**ABOUT THIS EXERCISE**
Repeat what the lines below say, word for word, and skip every image.
○ ○ ○
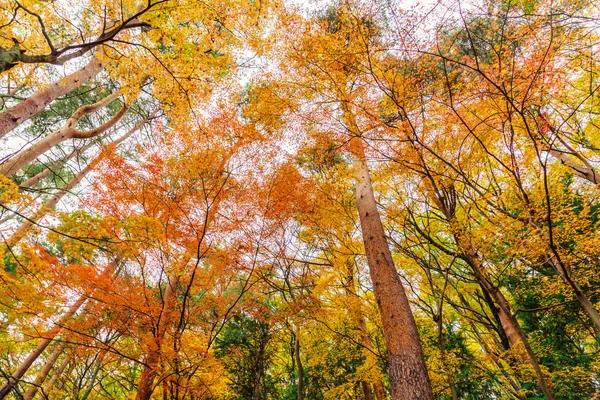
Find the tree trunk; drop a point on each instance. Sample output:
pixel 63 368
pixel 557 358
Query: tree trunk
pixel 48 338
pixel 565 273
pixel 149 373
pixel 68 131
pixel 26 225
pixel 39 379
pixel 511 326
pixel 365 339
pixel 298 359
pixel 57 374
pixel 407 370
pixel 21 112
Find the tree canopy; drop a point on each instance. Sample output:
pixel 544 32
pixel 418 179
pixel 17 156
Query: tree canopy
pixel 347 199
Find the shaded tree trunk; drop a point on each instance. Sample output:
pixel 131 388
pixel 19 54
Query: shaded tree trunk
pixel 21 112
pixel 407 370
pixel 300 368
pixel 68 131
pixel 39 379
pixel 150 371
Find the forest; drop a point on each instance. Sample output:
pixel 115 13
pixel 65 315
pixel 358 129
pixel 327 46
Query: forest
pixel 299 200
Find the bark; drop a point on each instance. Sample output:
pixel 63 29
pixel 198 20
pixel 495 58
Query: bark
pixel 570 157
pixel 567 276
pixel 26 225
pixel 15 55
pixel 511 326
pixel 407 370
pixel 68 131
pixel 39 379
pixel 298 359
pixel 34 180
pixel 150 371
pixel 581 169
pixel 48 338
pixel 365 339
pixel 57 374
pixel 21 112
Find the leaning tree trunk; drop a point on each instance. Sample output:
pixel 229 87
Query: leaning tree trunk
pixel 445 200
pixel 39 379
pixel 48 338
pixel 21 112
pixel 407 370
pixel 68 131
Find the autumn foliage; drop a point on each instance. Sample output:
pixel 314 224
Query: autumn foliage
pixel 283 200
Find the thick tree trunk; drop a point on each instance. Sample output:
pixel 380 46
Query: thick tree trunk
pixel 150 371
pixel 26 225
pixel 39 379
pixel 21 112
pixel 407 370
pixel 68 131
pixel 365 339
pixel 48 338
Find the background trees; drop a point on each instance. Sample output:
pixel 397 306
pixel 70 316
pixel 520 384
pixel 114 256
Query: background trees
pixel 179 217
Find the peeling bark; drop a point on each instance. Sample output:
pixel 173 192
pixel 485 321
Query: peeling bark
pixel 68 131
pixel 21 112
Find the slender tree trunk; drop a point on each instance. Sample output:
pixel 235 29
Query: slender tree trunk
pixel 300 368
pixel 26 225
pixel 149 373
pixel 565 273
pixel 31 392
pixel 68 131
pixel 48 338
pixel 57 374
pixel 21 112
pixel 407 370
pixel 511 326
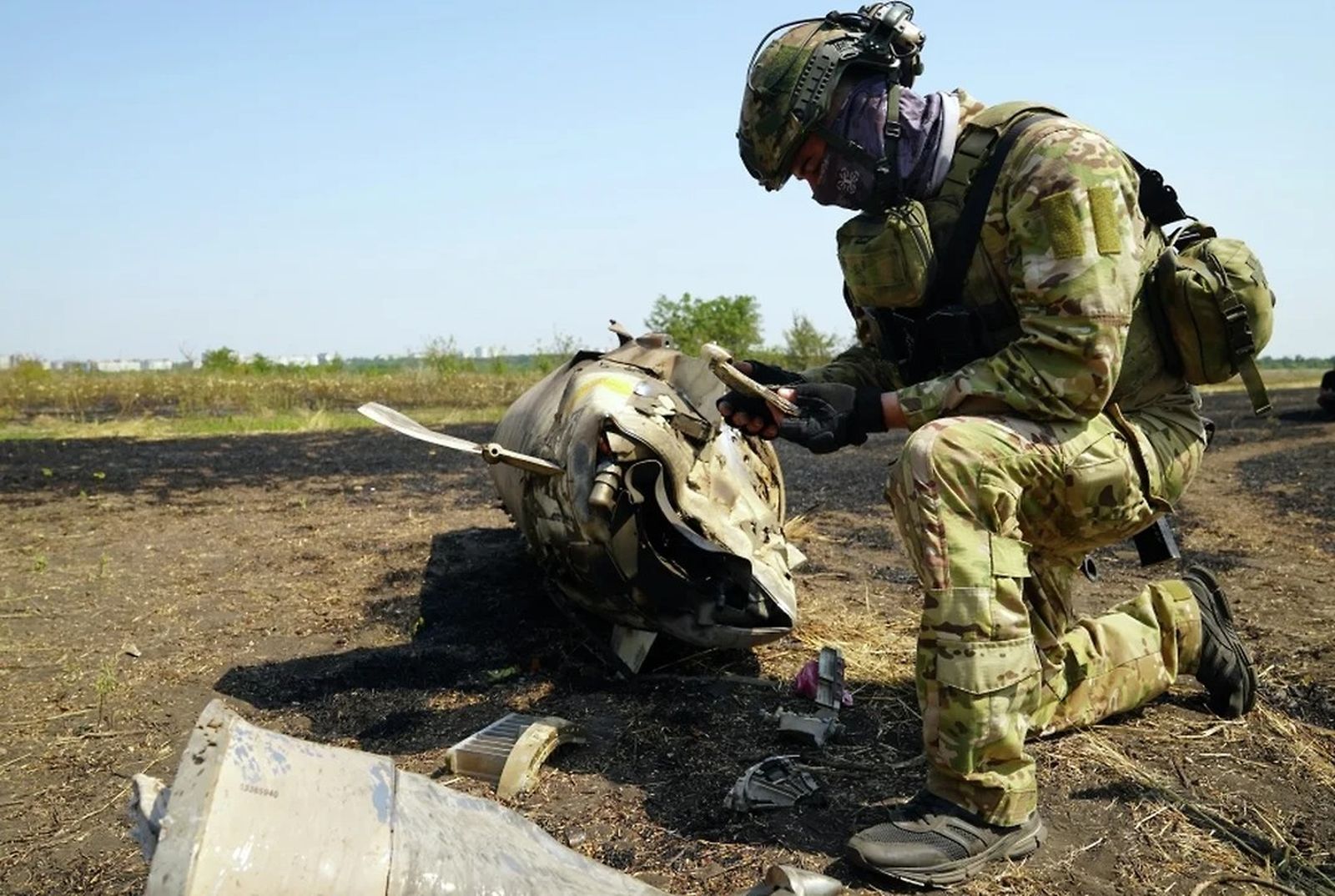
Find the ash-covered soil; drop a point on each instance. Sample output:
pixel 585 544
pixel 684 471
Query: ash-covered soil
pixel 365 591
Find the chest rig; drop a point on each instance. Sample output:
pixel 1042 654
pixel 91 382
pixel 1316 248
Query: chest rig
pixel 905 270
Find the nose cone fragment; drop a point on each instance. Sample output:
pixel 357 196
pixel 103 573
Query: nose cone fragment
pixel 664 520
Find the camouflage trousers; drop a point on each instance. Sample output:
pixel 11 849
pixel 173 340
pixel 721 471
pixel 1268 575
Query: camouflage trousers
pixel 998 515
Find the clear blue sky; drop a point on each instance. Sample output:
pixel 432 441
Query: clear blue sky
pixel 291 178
○ ○ ○
**EXERCISE RESPONSE**
Find the tree trunk; drop a point on each instance. Sample output:
pixel 63 368
pixel 557 358
Query: tree trunk
pixel 48 338
pixel 565 273
pixel 149 373
pixel 68 131
pixel 26 225
pixel 39 379
pixel 511 326
pixel 365 339
pixel 298 359
pixel 57 374
pixel 407 370
pixel 21 112
Find the tree canopy; drop a point on each instance. Sample output:
pixel 544 32
pixel 418 179
pixel 17 156
Query: tree canopy
pixel 347 199
Find the shaded tree trunk; drop a point on each instance. Sample output:
pixel 131 388
pixel 19 54
Query: shaded tree trunk
pixel 21 112
pixel 407 370
pixel 300 368
pixel 68 131
pixel 39 379
pixel 150 371
Find the forest; drop a point on each instance. Sample output:
pixel 115 13
pixel 65 315
pixel 358 129
pixel 327 46
Query: forest
pixel 299 200
Find the bark; drop a point on each instance. Sample output:
pixel 63 29
pixel 198 20
pixel 495 58
Query: bark
pixel 570 157
pixel 567 276
pixel 26 225
pixel 15 55
pixel 511 326
pixel 407 370
pixel 68 131
pixel 39 379
pixel 298 359
pixel 34 180
pixel 150 371
pixel 581 169
pixel 48 338
pixel 365 339
pixel 57 374
pixel 21 112
Find the leaning tree trunk; drop a point on each instance. Sample output:
pixel 229 87
Query: leaning tree trunk
pixel 445 200
pixel 39 379
pixel 48 338
pixel 21 112
pixel 407 370
pixel 68 131
Find the autumn foliage; drop a point on each instance. Sample output:
pixel 314 224
Query: autumn foliage
pixel 283 200
Find the thick tree trunk; drop a point on each instance. Sample output:
pixel 380 46
Query: thick tree trunk
pixel 150 371
pixel 26 225
pixel 39 379
pixel 21 112
pixel 407 370
pixel 68 131
pixel 365 339
pixel 48 338
Find the background trees; drop a point on each instance. Sample output:
pixel 397 306
pixel 70 316
pixel 520 384
pixel 114 256
Query: background trees
pixel 179 217
Find the peeling bark; drop a point on each instance. Sample output:
pixel 173 192
pixel 485 321
Query: peeling bark
pixel 68 131
pixel 21 112
Find the slender tree trunk; drop a point on each instance. Sample output:
pixel 235 29
Query: slender tree trunk
pixel 300 368
pixel 26 225
pixel 149 373
pixel 565 273
pixel 31 392
pixel 68 131
pixel 48 338
pixel 57 374
pixel 21 112
pixel 407 370
pixel 511 326
Find the ash-covered soil; drop a point on each instance. Sample output:
pixel 585 544
pixel 684 471
Query: ash-covered soil
pixel 365 591
Find the chest rig; drop a point on each instance. Sample output:
pixel 1042 654
pixel 91 382
pixel 1316 248
Query: chest rig
pixel 905 270
Find the nose cone fragment; drop a point on each instance. Sample output:
pixel 357 196
pixel 103 573
Query: nose cone fragment
pixel 664 520
Find the camouflage trousers; drop a point on each instance. Sample output:
pixel 11 849
pixel 173 340
pixel 721 471
pixel 1268 575
Query: camouflage trousers
pixel 998 515
Find the clear blue sky; drop a point on each instance. Sample output:
pixel 432 441
Query: clear blue sky
pixel 291 178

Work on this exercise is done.